**** TRECHO DO TEXTO

Por que as elites apelam ao golpe – por Róber Iturriet Avila e João Santos Conceição

Por que as elites apelam ao golpe
Em 13 de Março de 1964, João Goulart fala no Comício da Central e defende as Reformas de Base. Dezoito dias depois, estaria deposto
Num país dividido em Casa Grande e Senzala, poucos governos ousaram elevar salários e cobrar impostos dos ricos. Nenhum deles permaneceu de pé

As destituições presidenciais ocorridas em 1964 e 2016 possuem distinções em termos de método, instrumento e velocidade. Um olhar mais cuidadoso, entretanto, é capaz de identificar nestes epifenômenos causalidades nos interesses políticos dos respectivos grupos sociais representados e contrários aos então presidentes. Este breve texto, de forma simplificadora, busca quantificar e qualificar algumas dessas causas através da variação real do salário mínimo, da incidência tributária e das políticas sociais distributivistas interrompidas ou restringidas.

No curto espaço de tempo da forma de governo presidencialista da gestão de João Goulart, houve a proposição das Reformas de Base. Nelas, estavam incluídas as seguintes reformas: agrária, bancária, fiscal, educacional, urbana e administrativa. Tais proposições alterariam com profundidade o quadro de distribuição de renda no País.

A reforma agrária previa a autorização de desapropriações, para que a terra servisse a sua função social, ampliaria os direitos do trabalhador rural e permitiria o fortalecimento sindical. Já a reforma bancária tinha o intuito de ampliar a concessão de crédito. A reforma educacional almejava a valorização da magistratura e a erradicação do analfabetismo. A reforma urbana visava diminuir a especulação imobiliária e o déficit habitacional.

A reforma fiscal, entretanto, parcialmente implementada, possuía impactos redistributivos relevantes. Além da ampliação da alíquota máxima de imposto para a faixa de 65%, havia previsão de impostos sobre ganhos especulativos de imóveis, implementação de tributos diferenciados de acordo com o setor das empresas, estímulo à reinversão de lucros, etc. Aliada a esses fatores houve uma valorização real do salário mínimo, em 18,76%. Esse foi um dos fatores de instabilidade do governo Goulart, que encontrava crescente resistência dos grupos econômicos dominantes (SOUZA, 2010; MOREIRA, 2011). O governo subsequente, de Castelo Branco, reverteu rapidamente as políticas implementadas por Goulart.

********

> _SUAS TAREFAS_
• a. Indique se cada afirmação abaixo está de acordo com o trecho sobre as destituições de 1964 e 2016, respondendo sim ou não e citando literalmente as palavras do trecho que decidem a questão. (i) A reforma fiscal de Goulart foi implementada por completo. (ii) O salário mínimo teve valorização real de 18,76%. (iii) O governo de Castelo Branco manteve as políticas implementadas por Goulart.
• b. Reproduza, do trecho sobre as destituições de 1964 e 2016, tudo o que vai de "No curto espaço" até "renda no País.".
• c. Prossiga com o trecho sobre as destituições de 1964 e 2016 a partir do ponto em que ele termina.

**** SEÇÃO DE DADOS

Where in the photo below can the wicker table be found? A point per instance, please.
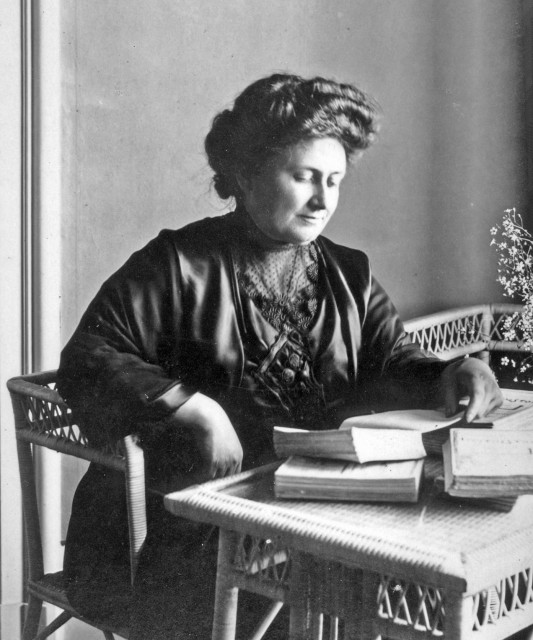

********

> _RESPOSTAS POR TAREFA_
• a.
(i) Não: "A reforma fiscal, entretanto, parcialmente implementada"
(ii) Sim: "houve uma valorização real do salário mínimo, em 18,76%"
(iii) Não: "reverteu rapidamente as políticas implementadas por Goulart"

• b.
No curto espaço de tempo da forma de governo presidencialista da gestão de João Goulart, houve a proposição das Reformas de Base. Nelas, estavam incluídas as seguintes reformas: agrária, bancária, fiscal, educacional, urbana e administrativa. Tais proposições alterariam com profundidade o quadro de distribuição de renda no País.

• c.
Na destituição de 2016 é possível elencar semelhanças e diferenças. Sabidamente, as gestões petistas tinham seu elo fundador nas políticas sociais que visavam à redução das desigualdades do País. Seja através da valorização real de 90,55% do salário mínimo, seja através de políticas sociais como: minha casa minha vida, farmácia popular, cotas sociais e étnicas nas universidades, bolsa permanência a estudantes carentes, programas de agricultura familiar, bolsa família, etc.

Na área fiscal, o governo Lula tentou realizar uma reforma tributária no seu primeiro ano de governo. Dentre as propostas, havia a ampliação de impostos sobre doações, heranças e sobre a aquisições de imóveis. Contudo, o projeto encontrou resistências no Congresso Nacional, especificamente nos grupos empresariais e conservadores. (SALVADOR, 2014).

O governo Dilma acenou para volta da tributação sobre os dividendos e para o aumento das alíquotas do imposto sobre heranças e doações, além de tentar instituir a taxação sobre grandes fortunas e retomar a CPMF. Esses acenos nunca foram encaminhados ao Congresso Nacional, motivada pela sinalização de que não seriam aprovados.

Ambos os governos conviveram com a desaprovação dos grupos sociais de renda mais elevados, não apenas por desgostarem das políticas, mas fundamentalmente porque os ganhos sociais representam a redução relativa da apropriação de renda das camadas superiores e, eventualmente, redução do lucro empresarial. O Gráfico 1 (logo abaixo) explicita uma trajetória de elevação da participação dos salários no PIB a partir de 2004 e, consequentemente, uma queda do excedente operacional bruto sobre o produto no mesmo período.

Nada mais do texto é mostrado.